• _WHAT TO DO_: I would like every record printed again, exactly as shown.

[Saved data entries]
---*---
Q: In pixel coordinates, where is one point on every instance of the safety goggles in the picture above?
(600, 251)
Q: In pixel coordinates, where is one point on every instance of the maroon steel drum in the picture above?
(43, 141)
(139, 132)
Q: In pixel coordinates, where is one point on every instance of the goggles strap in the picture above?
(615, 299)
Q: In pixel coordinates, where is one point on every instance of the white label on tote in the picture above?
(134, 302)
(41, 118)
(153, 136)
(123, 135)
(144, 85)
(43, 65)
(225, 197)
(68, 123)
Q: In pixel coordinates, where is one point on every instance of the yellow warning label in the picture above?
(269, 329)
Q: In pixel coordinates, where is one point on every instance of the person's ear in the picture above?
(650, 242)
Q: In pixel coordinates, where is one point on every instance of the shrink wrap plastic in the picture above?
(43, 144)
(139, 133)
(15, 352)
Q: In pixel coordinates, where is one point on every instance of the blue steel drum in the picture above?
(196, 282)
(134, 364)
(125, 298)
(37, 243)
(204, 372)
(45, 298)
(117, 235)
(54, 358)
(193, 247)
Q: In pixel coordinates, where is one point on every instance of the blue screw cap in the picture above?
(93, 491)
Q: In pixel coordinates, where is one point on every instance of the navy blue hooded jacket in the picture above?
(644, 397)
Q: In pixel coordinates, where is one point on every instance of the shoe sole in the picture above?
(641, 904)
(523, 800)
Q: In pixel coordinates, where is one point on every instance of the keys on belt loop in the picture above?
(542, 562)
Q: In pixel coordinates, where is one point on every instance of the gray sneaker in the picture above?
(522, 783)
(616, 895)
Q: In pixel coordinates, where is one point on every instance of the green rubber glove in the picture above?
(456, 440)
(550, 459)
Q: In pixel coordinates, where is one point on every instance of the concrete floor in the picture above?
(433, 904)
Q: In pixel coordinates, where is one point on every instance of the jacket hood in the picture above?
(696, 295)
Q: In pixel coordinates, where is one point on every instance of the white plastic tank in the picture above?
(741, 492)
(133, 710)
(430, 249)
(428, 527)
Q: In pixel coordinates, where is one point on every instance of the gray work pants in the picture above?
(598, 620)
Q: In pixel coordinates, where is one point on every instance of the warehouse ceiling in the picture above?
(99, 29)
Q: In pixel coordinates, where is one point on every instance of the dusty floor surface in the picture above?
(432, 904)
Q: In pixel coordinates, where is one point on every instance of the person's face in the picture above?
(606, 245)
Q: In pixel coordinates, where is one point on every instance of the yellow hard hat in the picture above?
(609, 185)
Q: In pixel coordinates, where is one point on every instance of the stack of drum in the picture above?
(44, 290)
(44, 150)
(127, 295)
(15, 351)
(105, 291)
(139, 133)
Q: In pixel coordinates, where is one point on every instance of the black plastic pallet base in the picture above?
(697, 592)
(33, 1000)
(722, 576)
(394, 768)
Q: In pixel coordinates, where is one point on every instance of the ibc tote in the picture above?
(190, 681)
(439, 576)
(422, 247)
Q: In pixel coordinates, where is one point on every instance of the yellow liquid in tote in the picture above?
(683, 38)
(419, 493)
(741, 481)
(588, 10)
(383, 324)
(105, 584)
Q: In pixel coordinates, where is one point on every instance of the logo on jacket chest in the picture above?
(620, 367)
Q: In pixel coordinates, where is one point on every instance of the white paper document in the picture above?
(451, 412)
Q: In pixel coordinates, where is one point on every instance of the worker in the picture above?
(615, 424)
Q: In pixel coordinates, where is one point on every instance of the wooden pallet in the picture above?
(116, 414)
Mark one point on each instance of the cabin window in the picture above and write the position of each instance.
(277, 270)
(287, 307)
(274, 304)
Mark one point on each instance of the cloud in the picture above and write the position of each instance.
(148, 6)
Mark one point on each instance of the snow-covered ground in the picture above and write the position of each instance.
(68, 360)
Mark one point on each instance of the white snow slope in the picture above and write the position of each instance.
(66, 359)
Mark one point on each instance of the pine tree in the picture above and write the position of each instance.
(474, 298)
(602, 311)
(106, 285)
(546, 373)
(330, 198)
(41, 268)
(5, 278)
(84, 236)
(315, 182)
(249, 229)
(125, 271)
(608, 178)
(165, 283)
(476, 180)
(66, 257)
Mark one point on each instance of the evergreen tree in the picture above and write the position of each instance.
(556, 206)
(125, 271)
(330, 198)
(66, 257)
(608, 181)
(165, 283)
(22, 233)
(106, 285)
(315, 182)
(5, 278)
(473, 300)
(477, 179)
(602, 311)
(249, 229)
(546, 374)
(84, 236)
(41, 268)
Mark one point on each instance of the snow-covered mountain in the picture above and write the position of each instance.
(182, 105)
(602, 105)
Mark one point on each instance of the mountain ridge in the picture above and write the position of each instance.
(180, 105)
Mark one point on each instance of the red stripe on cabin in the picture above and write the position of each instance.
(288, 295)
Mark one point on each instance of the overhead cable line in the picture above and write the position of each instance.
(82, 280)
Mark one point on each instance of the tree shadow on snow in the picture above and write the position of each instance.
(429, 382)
---*---
• _SOLUTION TO THIS EXERCISE_:
Q: In pixel coordinates, where is one point on every instance of the safety goggles in the picture above?
(600, 251)
Q: In pixel coordinates, where is one point on every instance of the maroon steel drum in the picture above?
(43, 141)
(139, 132)
Q: In pixel coordinates, where is one point on every instance of the goggles strap in the picture above?
(615, 299)
Q: In pixel coordinates, where is one point on every instance of the white label on tote in the picture above?
(134, 302)
(41, 118)
(153, 136)
(123, 135)
(144, 85)
(43, 65)
(225, 197)
(68, 123)
Q: In pixel coordinates, where is one point on every instance of the yellow warning label in the picture above?
(269, 329)
Q: In pixel coordinates, where is one point on every instance of the person's ear in the picture above?
(650, 242)
Q: In pixel coordinates, where is one point on every instance of the shrink wrap plastic in the picture above?
(43, 144)
(139, 133)
(15, 352)
Q: In pixel coordinates, where is one point on every instance of the blue steel drum in the picture above?
(196, 282)
(134, 364)
(125, 298)
(37, 243)
(204, 372)
(45, 298)
(117, 235)
(54, 358)
(193, 247)
Q: In pixel coordinates, where is one point on every instance of the blue screw cap in the picture above?
(93, 491)
Q: In pixel coordinates, where is one point on every instance of the navy blue hooded jacket in the picture above?
(644, 397)
Q: In pixel coordinates, where is one point on every instance of the shoe sole in the picture above?
(641, 904)
(523, 800)
Q: In pixel coordinates, where is one point on every instance of the keys on belt loop in the picture above?
(542, 562)
Q: In pixel coordinates, where is one point on every instance of the gray sneaker in the picture above?
(522, 783)
(616, 895)
Q: In pixel coordinates, where is one point on every instance of the green rubber glove in the picture above?
(456, 440)
(550, 459)
Q: In pixel coordinates, where is one point on every instance of the concrete floor in the picture above?
(433, 904)
Q: In pixel coordinates, where is one point on every instance of the jacket hood in the picture above?
(696, 295)
Q: In pixel coordinates, where is one point on every instance of the white plastic tank in the picture above?
(741, 492)
(133, 710)
(430, 249)
(428, 527)
Q: In pixel coordinates, where is one point on every instance of the gray work pants in the picture above?
(598, 620)
Q: In pixel coordinates, where is one point on every instance of the warehouse ceiling in the picture above?
(99, 29)
Q: In pixel coordinates, where is one point on every instance of the dusty floor surface in the picture above?
(432, 904)
Q: In pixel coordinates, where is one point on every instance of the person's face in the picture above?
(606, 245)
Q: In pixel coordinates, where is one point on every instance of the yellow hard hat in the picture above?
(609, 185)
Q: In pixel coordinates, where is one point on every instance of the stack of drum in the picture above?
(44, 290)
(44, 150)
(127, 295)
(15, 351)
(105, 291)
(139, 133)
Q: In pixel coordinates, where is one point on every instance of the black plastic pallet base in the picture above?
(697, 592)
(33, 1000)
(722, 576)
(394, 768)
Q: In pixel coordinates, where is one point on every instance of the ibc tote in the picture above?
(190, 681)
(439, 576)
(422, 247)
Q: In pixel coordinates, where is one point on every instance of the yellow liquid in tote in the picture above?
(683, 38)
(419, 493)
(741, 481)
(588, 10)
(383, 324)
(105, 584)
Q: In pixel coordinates, where is one point on every instance of the logo on jacket chest in the picture above?
(620, 367)
Q: In pixel coordinates, where is one point on every instance of the white paper document in the picture above?
(451, 412)
Q: In pixel coordinates, where is one point on every instance of the worker in the picture above?
(615, 424)
Q: In pixel coordinates, where is one point on every instance of the wooden pallet in the picture above?
(116, 414)
Mark one point on each instance of the cabin window in the picture above and write the position of each instance.
(277, 270)
(287, 307)
(274, 304)
Mark one point on each instance of the cloud in the picture above and write the position of each instance.
(148, 6)
Mark one point on each instance of the snow-covered ground in the picture above and write the position of each instance.
(68, 360)
Mark one point on each instance of the white snow slope in the picture above and write the position of each instance.
(66, 359)
Mark one point on each instance of the pine tree in the picture above and write the position of each instance.
(474, 298)
(602, 311)
(106, 285)
(546, 373)
(330, 198)
(41, 268)
(5, 278)
(84, 236)
(315, 182)
(249, 229)
(125, 271)
(608, 178)
(165, 283)
(476, 180)
(66, 257)
Mark one point on each instance of the evergreen tree in the picture above and write the position of each instance.
(556, 206)
(125, 271)
(330, 198)
(66, 257)
(608, 181)
(165, 283)
(22, 233)
(106, 285)
(315, 182)
(5, 278)
(473, 300)
(477, 179)
(602, 311)
(249, 229)
(546, 374)
(84, 236)
(41, 268)
Mark one point on each instance of the snow-covered mountain in the picture above and write the position of each instance.
(182, 105)
(602, 105)
Mark one point on each instance of the mountain ridge in the picture above and write the position of each instance.
(180, 105)
Mark one point on each instance of the red stripe on cabin in the picture above and write the position of each instance.
(288, 295)
Mark one point on each instance of the overhead cable line in the picture above and write the position of each instance.
(82, 280)
Mark one point on each instance of the tree shadow on snow in the picture above and write the position of each instance.
(429, 382)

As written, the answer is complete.